**Problem statement:**
Filter the material below so that only lines containing "background" remain.

**Supplied records:**
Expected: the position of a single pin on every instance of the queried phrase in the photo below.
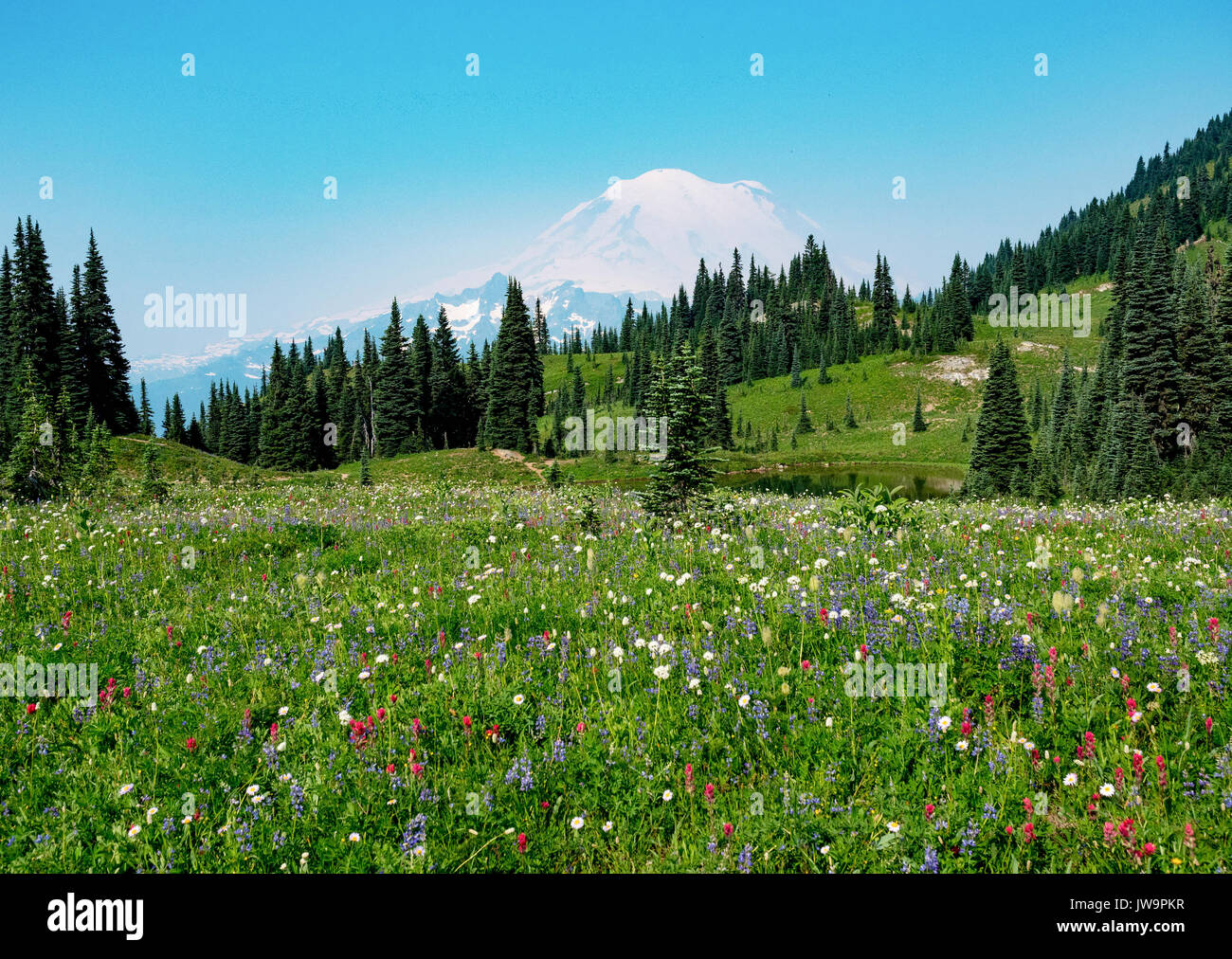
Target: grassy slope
(882, 393)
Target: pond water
(825, 480)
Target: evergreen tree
(514, 389)
(682, 475)
(395, 408)
(1001, 454)
(147, 414)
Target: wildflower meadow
(430, 679)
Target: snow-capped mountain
(640, 240)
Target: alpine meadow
(684, 539)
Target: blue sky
(213, 183)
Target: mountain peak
(645, 234)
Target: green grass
(499, 638)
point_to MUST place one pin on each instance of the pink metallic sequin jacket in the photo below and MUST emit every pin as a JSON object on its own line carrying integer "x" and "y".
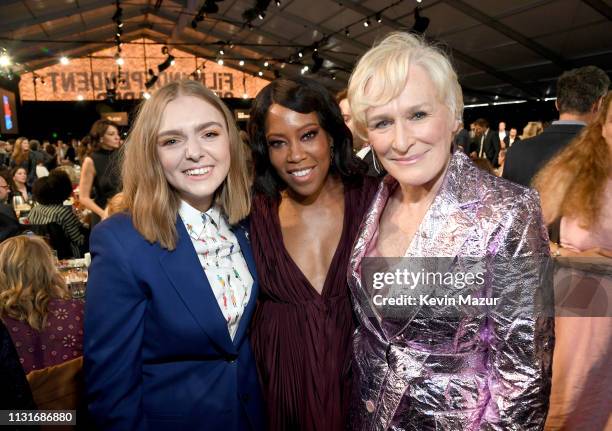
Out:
{"x": 488, "y": 371}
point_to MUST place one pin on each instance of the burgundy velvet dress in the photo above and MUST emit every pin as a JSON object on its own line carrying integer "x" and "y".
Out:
{"x": 302, "y": 339}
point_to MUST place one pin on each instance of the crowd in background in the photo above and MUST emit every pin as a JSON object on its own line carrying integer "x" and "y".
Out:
{"x": 76, "y": 184}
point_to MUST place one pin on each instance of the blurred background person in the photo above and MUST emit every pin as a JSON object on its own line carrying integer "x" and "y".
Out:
{"x": 50, "y": 193}
{"x": 20, "y": 187}
{"x": 501, "y": 131}
{"x": 579, "y": 96}
{"x": 100, "y": 173}
{"x": 486, "y": 142}
{"x": 22, "y": 157}
{"x": 576, "y": 193}
{"x": 462, "y": 139}
{"x": 9, "y": 225}
{"x": 531, "y": 129}
{"x": 361, "y": 147}
{"x": 310, "y": 196}
{"x": 45, "y": 323}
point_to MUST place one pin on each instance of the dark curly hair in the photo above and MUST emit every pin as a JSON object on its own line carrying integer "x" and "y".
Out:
{"x": 301, "y": 95}
{"x": 53, "y": 189}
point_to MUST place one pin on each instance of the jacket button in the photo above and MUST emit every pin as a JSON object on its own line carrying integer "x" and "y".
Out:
{"x": 370, "y": 407}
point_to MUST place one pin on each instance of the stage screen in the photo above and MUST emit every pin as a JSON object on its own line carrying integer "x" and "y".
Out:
{"x": 9, "y": 112}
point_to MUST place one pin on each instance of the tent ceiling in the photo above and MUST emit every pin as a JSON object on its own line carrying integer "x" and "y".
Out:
{"x": 511, "y": 49}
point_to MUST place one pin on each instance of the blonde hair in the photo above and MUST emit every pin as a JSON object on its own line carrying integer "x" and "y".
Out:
{"x": 28, "y": 280}
{"x": 19, "y": 156}
{"x": 381, "y": 75}
{"x": 573, "y": 183}
{"x": 147, "y": 196}
{"x": 533, "y": 128}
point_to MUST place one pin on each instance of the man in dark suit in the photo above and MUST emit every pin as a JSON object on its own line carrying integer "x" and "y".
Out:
{"x": 486, "y": 142}
{"x": 579, "y": 96}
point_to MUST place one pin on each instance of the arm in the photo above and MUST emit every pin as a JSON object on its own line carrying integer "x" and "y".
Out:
{"x": 114, "y": 327}
{"x": 520, "y": 329}
{"x": 88, "y": 172}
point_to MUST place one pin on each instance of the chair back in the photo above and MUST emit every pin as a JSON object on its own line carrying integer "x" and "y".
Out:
{"x": 60, "y": 387}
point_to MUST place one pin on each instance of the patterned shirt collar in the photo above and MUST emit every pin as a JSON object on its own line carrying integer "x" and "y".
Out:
{"x": 198, "y": 219}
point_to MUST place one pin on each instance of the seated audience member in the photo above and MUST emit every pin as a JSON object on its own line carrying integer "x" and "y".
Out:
{"x": 9, "y": 225}
{"x": 50, "y": 193}
{"x": 15, "y": 393}
{"x": 46, "y": 325}
{"x": 579, "y": 96}
{"x": 19, "y": 186}
{"x": 462, "y": 139}
{"x": 24, "y": 158}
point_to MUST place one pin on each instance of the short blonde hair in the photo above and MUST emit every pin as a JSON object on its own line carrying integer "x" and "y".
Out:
{"x": 384, "y": 71}
{"x": 28, "y": 280}
{"x": 147, "y": 196}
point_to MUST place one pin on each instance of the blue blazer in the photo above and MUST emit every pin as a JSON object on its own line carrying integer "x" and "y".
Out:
{"x": 158, "y": 355}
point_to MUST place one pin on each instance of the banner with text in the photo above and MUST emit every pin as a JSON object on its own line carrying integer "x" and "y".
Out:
{"x": 88, "y": 78}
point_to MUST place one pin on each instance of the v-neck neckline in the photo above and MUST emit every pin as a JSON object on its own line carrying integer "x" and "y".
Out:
{"x": 334, "y": 259}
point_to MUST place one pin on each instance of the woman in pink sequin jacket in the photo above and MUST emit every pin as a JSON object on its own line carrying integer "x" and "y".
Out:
{"x": 481, "y": 366}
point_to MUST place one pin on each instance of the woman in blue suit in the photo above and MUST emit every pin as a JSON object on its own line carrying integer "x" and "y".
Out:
{"x": 172, "y": 285}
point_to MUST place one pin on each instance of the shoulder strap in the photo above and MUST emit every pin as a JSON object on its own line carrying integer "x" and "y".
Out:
{"x": 554, "y": 231}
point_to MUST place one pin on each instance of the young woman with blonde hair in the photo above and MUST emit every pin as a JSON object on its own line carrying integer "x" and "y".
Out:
{"x": 45, "y": 323}
{"x": 576, "y": 192}
{"x": 172, "y": 284}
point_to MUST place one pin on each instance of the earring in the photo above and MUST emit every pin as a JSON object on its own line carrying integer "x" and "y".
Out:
{"x": 374, "y": 158}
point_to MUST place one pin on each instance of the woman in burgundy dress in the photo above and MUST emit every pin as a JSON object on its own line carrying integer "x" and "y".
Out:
{"x": 310, "y": 195}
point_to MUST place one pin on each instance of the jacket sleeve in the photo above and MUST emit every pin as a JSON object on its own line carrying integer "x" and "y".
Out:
{"x": 114, "y": 326}
{"x": 520, "y": 328}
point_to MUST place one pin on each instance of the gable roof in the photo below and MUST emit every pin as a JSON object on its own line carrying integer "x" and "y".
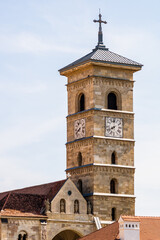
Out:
{"x": 48, "y": 189}
{"x": 149, "y": 226}
{"x": 30, "y": 199}
{"x": 109, "y": 232}
{"x": 149, "y": 229}
{"x": 105, "y": 56}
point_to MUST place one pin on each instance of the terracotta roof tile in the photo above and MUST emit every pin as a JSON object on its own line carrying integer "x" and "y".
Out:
{"x": 48, "y": 189}
{"x": 30, "y": 199}
{"x": 16, "y": 213}
{"x": 109, "y": 232}
{"x": 24, "y": 203}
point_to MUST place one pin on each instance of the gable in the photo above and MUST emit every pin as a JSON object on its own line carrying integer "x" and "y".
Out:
{"x": 69, "y": 193}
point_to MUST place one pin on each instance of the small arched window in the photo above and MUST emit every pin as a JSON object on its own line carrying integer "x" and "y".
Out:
{"x": 62, "y": 206}
{"x": 113, "y": 214}
{"x": 80, "y": 187}
{"x": 79, "y": 159}
{"x": 113, "y": 158}
{"x": 22, "y": 235}
{"x": 76, "y": 206}
{"x": 113, "y": 186}
{"x": 112, "y": 101}
{"x": 81, "y": 102}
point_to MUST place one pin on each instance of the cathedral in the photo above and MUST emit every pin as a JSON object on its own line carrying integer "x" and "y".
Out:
{"x": 99, "y": 184}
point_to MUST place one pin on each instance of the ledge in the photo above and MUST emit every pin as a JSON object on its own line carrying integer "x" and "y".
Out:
{"x": 109, "y": 195}
{"x": 101, "y": 109}
{"x": 101, "y": 165}
{"x": 111, "y": 138}
{"x": 106, "y": 222}
{"x": 102, "y": 137}
{"x": 100, "y": 76}
{"x": 113, "y": 165}
{"x": 64, "y": 220}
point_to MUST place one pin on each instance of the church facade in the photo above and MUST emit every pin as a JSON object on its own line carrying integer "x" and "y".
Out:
{"x": 100, "y": 156}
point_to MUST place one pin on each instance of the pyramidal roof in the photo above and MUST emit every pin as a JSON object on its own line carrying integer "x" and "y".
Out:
{"x": 102, "y": 54}
{"x": 105, "y": 56}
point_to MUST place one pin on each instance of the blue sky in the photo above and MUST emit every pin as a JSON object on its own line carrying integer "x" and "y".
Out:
{"x": 39, "y": 37}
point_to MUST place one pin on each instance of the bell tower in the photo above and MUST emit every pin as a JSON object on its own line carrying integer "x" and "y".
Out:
{"x": 100, "y": 130}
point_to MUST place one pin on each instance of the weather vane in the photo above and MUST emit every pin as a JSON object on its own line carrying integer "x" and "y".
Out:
{"x": 100, "y": 34}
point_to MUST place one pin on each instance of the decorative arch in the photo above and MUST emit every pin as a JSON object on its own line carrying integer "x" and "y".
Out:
{"x": 79, "y": 159}
{"x": 62, "y": 206}
{"x": 76, "y": 206}
{"x": 67, "y": 233}
{"x": 113, "y": 186}
{"x": 113, "y": 99}
{"x": 22, "y": 235}
{"x": 114, "y": 158}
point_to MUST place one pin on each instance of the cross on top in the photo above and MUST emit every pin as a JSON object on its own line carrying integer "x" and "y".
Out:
{"x": 100, "y": 34}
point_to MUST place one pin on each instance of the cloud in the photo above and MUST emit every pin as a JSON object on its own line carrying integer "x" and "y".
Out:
{"x": 25, "y": 133}
{"x": 30, "y": 43}
{"x": 22, "y": 89}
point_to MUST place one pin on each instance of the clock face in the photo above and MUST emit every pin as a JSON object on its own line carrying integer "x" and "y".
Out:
{"x": 114, "y": 127}
{"x": 79, "y": 128}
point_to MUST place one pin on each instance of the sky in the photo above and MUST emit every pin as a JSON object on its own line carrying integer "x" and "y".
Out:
{"x": 39, "y": 37}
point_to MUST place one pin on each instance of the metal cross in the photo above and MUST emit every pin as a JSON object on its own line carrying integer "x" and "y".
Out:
{"x": 100, "y": 34}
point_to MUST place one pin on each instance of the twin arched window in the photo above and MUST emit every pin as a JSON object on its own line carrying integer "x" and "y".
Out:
{"x": 63, "y": 209}
{"x": 62, "y": 206}
{"x": 113, "y": 186}
{"x": 112, "y": 101}
{"x": 81, "y": 102}
{"x": 113, "y": 214}
{"x": 22, "y": 235}
{"x": 113, "y": 158}
{"x": 80, "y": 186}
{"x": 79, "y": 159}
{"x": 76, "y": 206}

**Exercise solution:**
point_to MUST place one pin on each instance of the crowd in background in the photo above and MUST emit every pin as a JSON object on its own line carrying integer "x" and "y".
point_to MUST place one pin on each instance of the blurred background person in the photo above and MUST emit every pin as a JSON object on its own line carrying integer "x" and "y".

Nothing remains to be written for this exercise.